:: What you need to do ::
(1) From the Firefox OS release highlights, output word for word the part that opens with the words containing "For Firefox OS" and closes with "into the device.".
(2) List the web technologies that the Firefox OS release highlights name as newly included for developers.
(3) Supply the next part of the Firefox OS release highlights, beginning after their final sentence.

Here are some more highlights from this release:

For Firefox OS users:

Dual-SIM dual-standby (DSDS) offers the flexibility of two lines with compatible phones: A highly demanded feature for emerging markets, DSDS now allows people with dual-SIM devices to individually manage two different SIMs for calling, texting or data through the simple “SIM Manager” UI. For example, you might wish to swap between a business and home SIM or if traveling may want to use a local SIM to eliminate roaming charges. It’s also possible to import contacts from each SIM into the device.

Capture sharper images and videos and locate them faster: Continuous autofocus (dependent on device compatibility) and flash are now supported, empowering you to take better photos and videos. The Galley app also receives several feature and performance improvements including content arrangement by month and file-information display, showing useful data such as date taken, file type and file size.

Direct access to your music: Several improvements for media apps are in this release including access to music controls in the notifications tray or from the lock screen. The FM Radio app can now also be played through the phone’s loudspeaker.

Lock screen showing music controls

Lock screen showing music controls

Adaptive app search enhancement: With adaptive app search, you can now also search for apps from the Firefox Marketplace, in addition to the Web, making it easier to find your favorite content.

Smart Collections: Firefox OS automatically groups your apps into smart collections on your homescreen relating to a specific app categories, for example: Social, Games, Music, Showbiz etc. By clicking on one of these categories, lets say gaming, you will see a list of all your installed games and clearly delineated below; a list of suggested new gaming apps you might like to try out. You can also save specific searches that interest you on the homescreen as new smart collections (examples: recipes, sports, news) by tapping the star icon under the search bar.

More options for messaging:

  • MMS/SMS: You can now send MMS messages to email addresses and add a subject line. Firefox OS will automatically switch an SMS to an MMS if you decide to add an image or video. You can also save message drafts and can opt to receive delivery notifications when a message is read by the recipient.
  • Email: Now supports email notifications and POP3, one of the most popular ways to connect to email accounts.

Advanced Bluetooth makes sharing easier: Multiple Bluetooth file transfers are now supported, allowing you to share multiple photos or MP3s with other devices simultaneously.

Performance improvements: Enhanced scrolling performance and faster app startup times throughout the various system apps (e.g. calendar, address book, camera etc.), means you can get to what you’re looking for quicker.

Languages supported: Bengali, Bulgarian, Catalan, Chinese (Traditional), Croatian, Czech, Dutch, English, German, Greek, Hungarian, Italian, Polish, Portuguese (Brazil), Romanian, Russian, Serbian (Cyrillic & Latin), Slovak, Spanish, Turkish.

For Developers:

Improved support for Graphics and Gaming: This update will ship with some great optimizations for games. With WebGL, asm.js and WebAudio support now included, developers will be able to bring superior and engaging gaming experiences to Firefox OS phones.

:: Excerpted records ::
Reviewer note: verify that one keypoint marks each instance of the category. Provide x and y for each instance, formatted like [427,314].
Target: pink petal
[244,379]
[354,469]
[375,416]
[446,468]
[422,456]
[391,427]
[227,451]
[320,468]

:: Answers by task ::
(1)
For Firefox OS users:

Dual-SIM dual-standby (DSDS) offers the flexibility of two lines with compatible phones: A highly demanded feature for emerging markets, DSDS now allows people with dual-SIM devices to individually manage two different SIMs for calling, texting or data through the simple “SIM Manager” UI. For example, you might wish to swap between a business and home SIM or if traveling may want to use a local SIM to eliminate roaming charges. It’s also possible to import contacts from each SIM into the device.

(2)
WebGL
asm.js
WebAudio

(3)
Experiment with NFC: This update includes NFC enablers starting with the availability of the WebNFC API. Developers will be able to begin experimenting with NFC pairing and tag reading in their apps, with additional NFC functionality coming in futures updates.

Improved Gecko Platform Capabilities with new WebAPIs:
This release is based on Gecko 28 and includes several new WebAPIs. Shared workers enable more powerful data processing and resource sharing so developers can write faster applications. Among the new APIs, SpeakerManager gives developers access to the phone’s speaker allowing application such as the FM Radio to be listened to without headphones. The WebIccManager API, which allows support for multiple SIM cards, has also been updated. These new APIs continue to build more functionality and features into the Web for app development.

Audio Streaming with RTSP: We have now built the RTSP streaming framework and have completed support for audio streaming allowing developers to leverage their existing music technologies to target Firefox OS users.

This Firefox OS update is now available for handset manufacturers to deploy to their existing in-market phones and for developer phones.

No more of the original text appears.